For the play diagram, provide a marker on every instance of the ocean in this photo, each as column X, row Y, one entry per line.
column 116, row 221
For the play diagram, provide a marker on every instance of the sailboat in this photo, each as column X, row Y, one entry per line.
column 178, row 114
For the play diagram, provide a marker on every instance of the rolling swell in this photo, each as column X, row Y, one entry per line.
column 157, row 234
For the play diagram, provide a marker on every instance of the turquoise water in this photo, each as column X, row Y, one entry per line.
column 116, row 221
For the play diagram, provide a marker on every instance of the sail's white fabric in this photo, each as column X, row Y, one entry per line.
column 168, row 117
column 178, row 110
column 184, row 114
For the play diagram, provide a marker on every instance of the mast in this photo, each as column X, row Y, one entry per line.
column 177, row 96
****************
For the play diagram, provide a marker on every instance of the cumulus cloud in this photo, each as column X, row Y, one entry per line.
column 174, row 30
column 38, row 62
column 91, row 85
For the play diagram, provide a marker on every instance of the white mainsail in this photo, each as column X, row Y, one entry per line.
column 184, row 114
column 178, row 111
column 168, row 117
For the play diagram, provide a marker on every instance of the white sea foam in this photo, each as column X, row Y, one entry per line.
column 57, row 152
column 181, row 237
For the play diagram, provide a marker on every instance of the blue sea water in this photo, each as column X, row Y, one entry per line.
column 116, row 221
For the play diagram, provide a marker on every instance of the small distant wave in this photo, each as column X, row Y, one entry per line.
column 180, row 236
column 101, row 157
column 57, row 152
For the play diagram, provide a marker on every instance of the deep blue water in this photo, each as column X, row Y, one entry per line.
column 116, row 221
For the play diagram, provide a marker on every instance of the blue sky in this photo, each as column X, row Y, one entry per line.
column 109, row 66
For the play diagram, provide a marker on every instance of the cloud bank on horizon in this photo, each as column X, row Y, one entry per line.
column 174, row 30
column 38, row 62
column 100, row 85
****************
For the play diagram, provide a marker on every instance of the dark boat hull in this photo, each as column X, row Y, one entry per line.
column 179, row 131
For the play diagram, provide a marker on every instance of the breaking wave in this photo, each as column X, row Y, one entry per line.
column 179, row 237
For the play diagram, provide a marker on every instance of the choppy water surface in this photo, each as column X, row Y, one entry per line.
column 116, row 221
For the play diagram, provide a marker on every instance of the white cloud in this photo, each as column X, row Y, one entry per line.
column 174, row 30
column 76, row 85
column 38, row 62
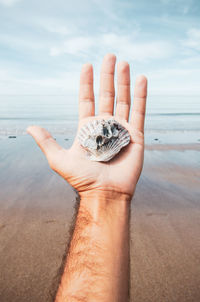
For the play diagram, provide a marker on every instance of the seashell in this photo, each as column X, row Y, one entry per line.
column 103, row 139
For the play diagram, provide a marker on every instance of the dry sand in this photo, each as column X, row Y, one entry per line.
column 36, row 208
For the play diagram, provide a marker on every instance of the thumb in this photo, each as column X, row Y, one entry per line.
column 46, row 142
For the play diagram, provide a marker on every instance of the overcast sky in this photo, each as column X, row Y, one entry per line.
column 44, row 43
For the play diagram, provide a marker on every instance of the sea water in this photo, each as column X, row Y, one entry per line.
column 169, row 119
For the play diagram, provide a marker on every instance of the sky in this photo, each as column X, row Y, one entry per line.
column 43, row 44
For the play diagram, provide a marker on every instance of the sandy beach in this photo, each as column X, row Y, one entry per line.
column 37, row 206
****************
**EXERCISE REQUIREMENTS:** Can you rewrite the data from the line with "of the seashell" to the line with "column 169, row 119", both included, replacing "play diagram" with "game map" and changing nothing else? Give only those lines.

**TASK ANSWER:**
For the game map, provide a marker on every instance of the seashell in this photo, each as column X, row Y, one entry per line.
column 103, row 139
For the game map, provide a marker on every instance of the dry sand in this photo, each as column X, row Y, one entry per line.
column 36, row 208
For the game map, provide a marker on every instance of the thumb in this photo, each as column X, row Y, one entry per line.
column 46, row 142
For the game map, provide a marker on every instance of the overcast sky in this photo, each as column X, row Y, one entry per line.
column 44, row 43
For the game map, provide a marker on every instance of the sea water in this photo, each as column X, row Y, one entry per line.
column 169, row 119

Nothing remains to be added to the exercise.